▶ **What to do**: Please give back the listing below word for word and drop any images.

▶ **Exercise data**:
((

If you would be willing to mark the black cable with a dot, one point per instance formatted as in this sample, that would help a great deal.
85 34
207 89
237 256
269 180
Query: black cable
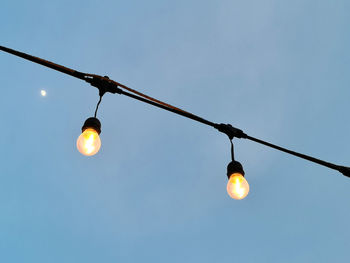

))

▶ **Result for this task**:
If you would be willing to mark the black cable with a dot, one point per instance formatted as in this sample, that would help a great deal.
85 34
207 89
237 256
269 180
Query: black cable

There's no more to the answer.